EXTRACT:

In 2003 the Minoan Palace of Knossos was submitted for inclusion to the list of UNESCO World Heritage sites. Today, the fate of some of the world’s most treasured landmarks is still mired in a bureaucratic bog. In this follow-up report, I engaged key decisionmakers in an effort to glean a better understanding of the situation. Here is what I discovered.
“I am optimistic and hope that Knossos will be included soon.” – Dr. Kostis S. Christakis, Knossos Curator
In my last report, I delved into the historic and cultural significance of Knossos Palace on the island of Crete. Europe’s oldest city, the site outside Crete’s capital has been inhabited since Neolithic times 9,000 years ago. It was the famous archaeologist, Sir Arthur Evans’ who shined the bright light of discovery on Knossos and elsewhere, and who helped build what is currently known of the vast historical/cultural significance of the Minoan Civilization which has piqued the interest of the world. Knossos stands today as the centerpiece of immeasurable human heritage. A heritage some hope and pray will be preserved forever.
Searching the Diplomatic Labyrinth
The fact that this treasure of human heritage has not long-since been included in the UNESCO registry of sites astonishes Cretans, Greeks, and every regular citizen of the world I’ve discussed the case with over the last few weeks. However, at the official level, the responses I’ve gotten have been mixed, often confusing, and dispassionate to an extent I find disturbing. In my effort to get answers any citizen is entitled to, I’ve run into a labyrinth Theseus himself could get lost in. Furthermore, if my suspicions are correct, the Minotaur at the center of this Knossos maze will not be defeated so easily.

INPUT DATA:
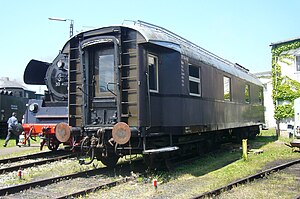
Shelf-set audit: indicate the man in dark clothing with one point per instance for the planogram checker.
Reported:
(12, 121)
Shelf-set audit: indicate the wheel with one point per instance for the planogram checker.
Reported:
(53, 143)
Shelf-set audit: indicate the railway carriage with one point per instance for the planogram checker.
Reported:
(141, 89)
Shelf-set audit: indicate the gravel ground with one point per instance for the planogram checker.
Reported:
(180, 188)
(62, 188)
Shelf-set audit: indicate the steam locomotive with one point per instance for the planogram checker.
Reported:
(42, 115)
(141, 89)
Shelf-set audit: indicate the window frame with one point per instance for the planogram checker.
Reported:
(247, 88)
(195, 80)
(156, 72)
(297, 60)
(230, 95)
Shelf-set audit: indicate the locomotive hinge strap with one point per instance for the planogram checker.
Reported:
(161, 150)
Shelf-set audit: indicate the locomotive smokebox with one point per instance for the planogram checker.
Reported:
(121, 133)
(62, 132)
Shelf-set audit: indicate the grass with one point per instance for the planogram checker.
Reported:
(213, 171)
(28, 150)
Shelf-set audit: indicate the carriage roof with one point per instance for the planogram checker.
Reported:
(163, 37)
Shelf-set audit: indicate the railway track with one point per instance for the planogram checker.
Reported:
(30, 156)
(35, 163)
(288, 165)
(102, 177)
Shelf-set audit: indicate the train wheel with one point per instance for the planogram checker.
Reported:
(53, 143)
(109, 161)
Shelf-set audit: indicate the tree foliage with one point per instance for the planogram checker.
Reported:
(284, 88)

DIRECTIONS FOR THIS TASK:
Go on with the report on Knossos and its UNESCO bid, starting right after its last sentence. The records have nothing to do with this.

ANSWER TO THIS PROBLEM:
Since my initial interest in the Knossos UNESCO bid came about via a press announcement of Heraklion Parliamentarian Dr. Nikos Igoumenidi, I contacted the SYRIZA (ΣΥΡΙΖΑ) political leader to ask about his impressions and the current status. On the longstanding situation, Dr. Igoumenidi first registered a deep concern and answered other important questions. The Crete official offered this first:
“We are astonished of the fact that a monument of world cultural heritage such as Knossos that is out of the UNESCO’s list.”
The Cretan politician went on to explain a new so-called “serial registration” that includes not only Knossos, but the Minoan centers at Kydonia, Phaistos, Malia, Zakros, and Zominthos. I first learned of this serial bid from a communique with Ms. Constantina Benissi, the archaeologist who is Head of the Department for the Supervision of Greek & Foreign Scientific Institutions & Coordination of International Cooperation & Organizations Directorate of Prehistoric and Classical Antiquities for the Hellenic Ministry of Culture and Sports.
I do not wish to make Ms. Benissi’s exceedingly long job description an issue here, but the email signature is ironically indicative of the greater problem. Like the other officials in my truth quest over Knossos, the notable archaeologist was professional to the letter, and politically correct too. However, what made me skeptical about this collective UNESCO bid was that fact it took a recent near-revolt in Athens to have Knossos and other Greek monuments taken off the list of “sellable assets” available to pay off Greece’s staggering debt earlier this year. The fact that Greece’ most valuable cultural assets had been put on the chopping block for any reason, it cast a shadow on an already ridiculous situation. Nevertheless, Ms. Benissi’s detailed outline of the 4-Stage process necessary for Knossos or any site to be listed a UNESCO World Heritage site. I was stunned to learn that in the case of the most famous Minoan palace, western civilization’s oldest city is only at Stage -1 after 16 years of alleged effort.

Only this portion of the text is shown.